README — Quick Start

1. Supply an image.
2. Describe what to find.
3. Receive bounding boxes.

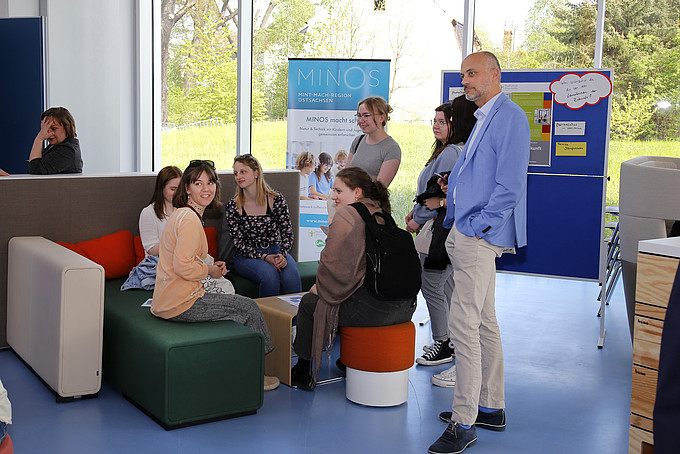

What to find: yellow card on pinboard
[555,142,587,156]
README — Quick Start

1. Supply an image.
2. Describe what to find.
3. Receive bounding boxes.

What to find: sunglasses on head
[189,159,215,169]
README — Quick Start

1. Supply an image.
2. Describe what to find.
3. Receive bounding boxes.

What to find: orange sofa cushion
[56,227,218,279]
[0,434,14,454]
[204,227,218,261]
[57,230,135,279]
[134,235,146,266]
[340,322,416,372]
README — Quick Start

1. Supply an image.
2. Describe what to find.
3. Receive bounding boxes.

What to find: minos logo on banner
[288,60,390,110]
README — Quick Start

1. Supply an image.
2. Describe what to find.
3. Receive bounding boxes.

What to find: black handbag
[423,207,451,270]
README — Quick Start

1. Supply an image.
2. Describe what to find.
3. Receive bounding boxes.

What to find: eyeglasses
[189,159,215,169]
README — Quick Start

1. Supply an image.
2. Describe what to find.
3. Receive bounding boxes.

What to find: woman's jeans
[234,244,302,298]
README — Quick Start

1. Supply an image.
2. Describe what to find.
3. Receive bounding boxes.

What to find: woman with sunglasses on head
[151,160,279,391]
[346,96,401,187]
[225,154,302,298]
[406,96,477,366]
[0,107,83,176]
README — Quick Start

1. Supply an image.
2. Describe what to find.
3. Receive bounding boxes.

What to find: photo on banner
[286,59,390,261]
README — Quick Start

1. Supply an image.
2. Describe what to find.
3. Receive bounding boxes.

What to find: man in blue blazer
[428,52,530,454]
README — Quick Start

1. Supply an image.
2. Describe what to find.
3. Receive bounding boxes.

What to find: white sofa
[7,236,104,400]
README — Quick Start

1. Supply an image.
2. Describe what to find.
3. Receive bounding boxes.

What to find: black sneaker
[290,361,316,391]
[439,408,505,432]
[416,340,453,366]
[427,423,477,454]
[335,358,347,372]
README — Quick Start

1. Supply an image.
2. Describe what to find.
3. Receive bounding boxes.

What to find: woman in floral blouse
[226,154,302,297]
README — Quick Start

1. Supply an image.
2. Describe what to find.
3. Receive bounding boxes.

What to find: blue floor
[0,274,632,454]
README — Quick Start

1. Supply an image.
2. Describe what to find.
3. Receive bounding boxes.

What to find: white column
[236,0,253,154]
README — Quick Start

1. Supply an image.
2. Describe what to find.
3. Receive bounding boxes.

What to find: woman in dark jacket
[28,107,83,175]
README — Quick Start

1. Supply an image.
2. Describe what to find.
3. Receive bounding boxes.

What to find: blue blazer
[444,93,530,247]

WHAT THIS TASK INVOLVES: Reproduce the lines above word for word, omitting the pictures.

WRITTEN SOLUTION:
README — Quick Start

1. Supply an image.
2. Describe what to find.
3. Receive bounding boxes.


What to find: yellow card on pinboard
[555,142,587,156]
README — Quick Start

1. Supply an image.
2. Describe what to find.
3. Receive bounding boxes.

What to find: sunglasses on head
[189,159,215,169]
README — Quick Start

1. Supply an image.
2. Describe what to find.
3. Receive bounding boxes.

What to find: orange sofa cushion
[56,227,218,279]
[0,434,14,454]
[204,227,218,261]
[57,230,135,279]
[134,235,146,266]
[340,322,416,372]
README — Quick Start

1. Supply an image.
2. Describe what to find.
3. Receive bounding boxes.

What to find: minos logo on banner
[288,60,390,110]
README — Quick Start

1. Supply an image.
2. Describe what to find.
3. Receive bounding boxes.

What to find: black handbag
[423,207,451,270]
README — Quick Start

1. Supply an image.
2. Describe what to find.
3. Receive bounding boxes.

What to find: eyeglasses
[189,159,215,169]
README — Quick Start

1. Supply an image.
2. Describe what to find.
3. Receive bounding boxes.

What to find: woman's jeans
[234,244,302,298]
README — Quick Start

1. Supply an image.
2. Describe what to find.
3. Receive bounding boxes.

What to find: woman with sunglasses on head
[151,160,279,391]
[346,96,401,187]
[225,154,302,298]
[406,96,477,366]
[0,107,83,176]
README — Quick Start

1. Supply an image.
2. Describe what to find.
3. Receive bounding boxes.

What to find: photo on banner
[286,59,390,261]
README — Quick Start

1. Supply an image.
2. Describe what to find.
3. Receive bounding boxes.

What to find: man in blue blazer
[428,52,530,454]
README — Quick Start

1. Supply an image.
2. Describe what to find.
3. Receive bounding boxes.

What to find: white sofa
[7,236,104,400]
README — Quick Start

1. Supply an image.
2. Describe what to find.
3. Receive bounding boxes.

What to find: black sneaker
[290,361,316,391]
[439,408,505,432]
[416,340,453,366]
[427,423,477,454]
[335,358,347,372]
README — Quick Start

1. Supply an image.
2. Describe what to find.
3. Receive bounding boxes.

What to find: woman in floral blouse
[226,154,302,297]
README — Quick Start

1. Supply an image.
2. Describe what to find.
3. Receive bounding boxes.

What to find: blue floor
[0,274,632,454]
README — Quick Start

1. Supply an image.
2. Describe what to find.
3. Receive bounding boxes.

What to find: white column
[236,0,253,154]
README — Quick Start

1. Supply an image.
2. Describe what to find.
3. Receive bounding boxes.

What to find: woman in dark jacket
[28,107,83,175]
README — Quick Start

1. Supply an image.
2. Describe what to find.
3. Receive bounding boxes.

What to find: blue blazer
[444,93,530,247]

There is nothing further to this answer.